<<<<

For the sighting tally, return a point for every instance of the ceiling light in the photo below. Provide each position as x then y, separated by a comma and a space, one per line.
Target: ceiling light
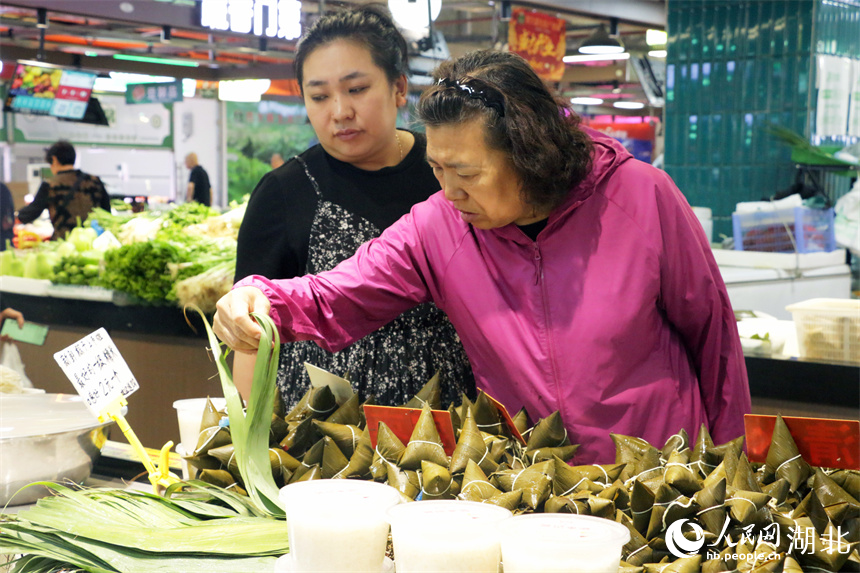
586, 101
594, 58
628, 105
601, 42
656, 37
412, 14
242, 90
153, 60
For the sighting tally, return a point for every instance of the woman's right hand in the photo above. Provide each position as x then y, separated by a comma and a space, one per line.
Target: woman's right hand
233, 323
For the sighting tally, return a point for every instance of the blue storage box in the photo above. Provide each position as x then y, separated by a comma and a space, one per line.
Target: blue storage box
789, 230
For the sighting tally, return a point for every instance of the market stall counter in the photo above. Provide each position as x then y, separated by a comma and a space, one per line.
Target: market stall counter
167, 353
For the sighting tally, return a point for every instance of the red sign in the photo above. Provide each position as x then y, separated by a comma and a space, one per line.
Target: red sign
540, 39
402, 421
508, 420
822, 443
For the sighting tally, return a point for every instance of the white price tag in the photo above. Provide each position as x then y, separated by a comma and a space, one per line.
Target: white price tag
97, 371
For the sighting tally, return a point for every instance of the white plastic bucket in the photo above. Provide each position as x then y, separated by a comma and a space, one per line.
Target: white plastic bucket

>>>>

Reproduce all of the entries above word for word, leaving out the picture.

Solution below:
For the sighting tally, return a point for every instance of the ceiling light in the photo below. Provide each position as x then y, separated by a comma and a space, one per line.
Target: ceiling light
586, 101
594, 58
628, 105
601, 42
656, 37
412, 14
242, 90
153, 60
For the sighting tally, return a point for every instance of the woman's right hand in the photo above. Provide each position as x then y, separated by a comma and a space, one per line.
Target: woman's right hand
233, 323
For the sighting tally, return a point for every instance of the blue storage box in the photo above. Provide each position as x then y, separated by a comma and a space, one per line.
Target: blue storage box
789, 230
For the sighting tally, return a point for every instance of the market stall counter in the photo above. Provide each position as x then y, separated by a comma and a space, one per line.
Target: market stall counter
167, 353
For the sighting tally, return a point for every instance of the red sign in the photo above. Provide each position as x then y, separated by a comma and a space, one per line.
Target: red sign
540, 39
402, 421
508, 420
822, 443
For the sighting tally, return a point for every instance of the white price tag in the photo above. Provide each position as x then y, separated by a comma and a space, one per line.
Target: white price tag
97, 371
For the sighting tally, return a point for every instance of the white plastic bucket in the photo above. Provide each position as x then y, separated by a comma and a space, one per line.
Target: white plastic bucket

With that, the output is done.